> TASK OBJECTIVE
Reproduce the entries below with every instance of "benchmark" changed to "evaluation" and nothing else altered.

— begin RECORDED INFORMATION —

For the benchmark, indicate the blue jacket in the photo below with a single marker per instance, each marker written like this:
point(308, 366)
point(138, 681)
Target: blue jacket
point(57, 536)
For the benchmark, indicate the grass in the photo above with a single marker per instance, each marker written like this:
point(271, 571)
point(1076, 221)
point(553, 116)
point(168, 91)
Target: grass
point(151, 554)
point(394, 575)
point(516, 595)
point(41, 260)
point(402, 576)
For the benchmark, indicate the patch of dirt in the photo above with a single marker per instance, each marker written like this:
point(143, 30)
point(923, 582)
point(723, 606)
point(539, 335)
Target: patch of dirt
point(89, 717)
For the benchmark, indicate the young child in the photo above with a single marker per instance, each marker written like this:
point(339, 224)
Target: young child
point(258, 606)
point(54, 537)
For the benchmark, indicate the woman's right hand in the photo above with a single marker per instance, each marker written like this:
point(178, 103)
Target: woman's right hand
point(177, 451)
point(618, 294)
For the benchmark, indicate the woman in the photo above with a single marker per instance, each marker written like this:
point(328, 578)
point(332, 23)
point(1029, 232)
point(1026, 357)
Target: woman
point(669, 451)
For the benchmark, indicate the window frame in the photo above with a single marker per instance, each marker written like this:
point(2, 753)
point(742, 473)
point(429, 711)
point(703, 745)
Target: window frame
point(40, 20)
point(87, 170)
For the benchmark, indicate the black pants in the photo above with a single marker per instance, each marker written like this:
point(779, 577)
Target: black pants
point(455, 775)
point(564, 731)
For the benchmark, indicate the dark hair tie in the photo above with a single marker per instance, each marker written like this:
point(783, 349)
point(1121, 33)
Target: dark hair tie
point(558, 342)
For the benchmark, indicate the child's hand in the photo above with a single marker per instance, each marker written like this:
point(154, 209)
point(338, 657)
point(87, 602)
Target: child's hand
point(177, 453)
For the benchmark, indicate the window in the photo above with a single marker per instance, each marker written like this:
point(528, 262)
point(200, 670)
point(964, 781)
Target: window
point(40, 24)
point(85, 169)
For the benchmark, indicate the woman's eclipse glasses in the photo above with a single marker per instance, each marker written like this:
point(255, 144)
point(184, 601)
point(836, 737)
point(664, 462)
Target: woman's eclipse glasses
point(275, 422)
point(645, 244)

— end RECORDED INFORMATION —

> COMPLETE OUTPUT
For the evaluation, indicate the blue jacket in the photo below with a single marker per instance, each marker written like this:
point(308, 366)
point(138, 681)
Target: blue jacket
point(57, 536)
For the evaluation, indicate the grass in the photo above with a single marker per instance, each marker written like this:
point(271, 571)
point(1076, 221)
point(553, 116)
point(168, 91)
Target: grass
point(151, 554)
point(394, 575)
point(516, 595)
point(41, 260)
point(402, 576)
For the evaluation, indicate the patch of dirt in the photo above with a single marker per instance, each marker written like this:
point(143, 30)
point(923, 582)
point(723, 606)
point(539, 335)
Target: patch of dirt
point(89, 717)
For the evaluation, indicate the young child in the photo above with a single marker per instance, each marker written like this:
point(339, 224)
Target: young child
point(258, 606)
point(54, 537)
For the evaluation, indicate the woman's right hand in the photo above with a single marker per instance, each marker written like this:
point(178, 103)
Target: woman's right hand
point(177, 451)
point(618, 294)
For the evaluation, indicate the woman in the photo above with a single marker per instance, each marker written like this:
point(328, 578)
point(332, 23)
point(1029, 232)
point(1026, 357)
Target: woman
point(669, 451)
For the evaluation, indicate the window frame in the photo above with a single marker per instance, each marker written like this:
point(2, 753)
point(742, 473)
point(429, 711)
point(703, 745)
Target: window frame
point(40, 20)
point(87, 170)
For the evaluation, indicate the black pants in the photo above with a single marker per instance, each marker written like this:
point(779, 577)
Target: black pants
point(455, 775)
point(564, 731)
For the evaluation, indicate the dark hair tie in the photo above with a single marker per instance, each marker written like this:
point(783, 349)
point(1121, 33)
Target: dark hair tie
point(558, 342)
For the evaluation, indicate the child's hand in the photo above with a single marker per instance, each marker written like this:
point(154, 209)
point(338, 657)
point(87, 602)
Target: child's hand
point(177, 453)
For the evaluation, indicate the window in the photo above with a single marker per instance, each marker written like this:
point(528, 262)
point(200, 670)
point(964, 781)
Target: window
point(40, 24)
point(85, 169)
For the evaluation, indicate the woman's eclipse glasses in the photo above with a single marker per instance, each marker written like this:
point(255, 144)
point(184, 601)
point(836, 737)
point(664, 462)
Target: woman's eclipse glasses
point(275, 422)
point(645, 244)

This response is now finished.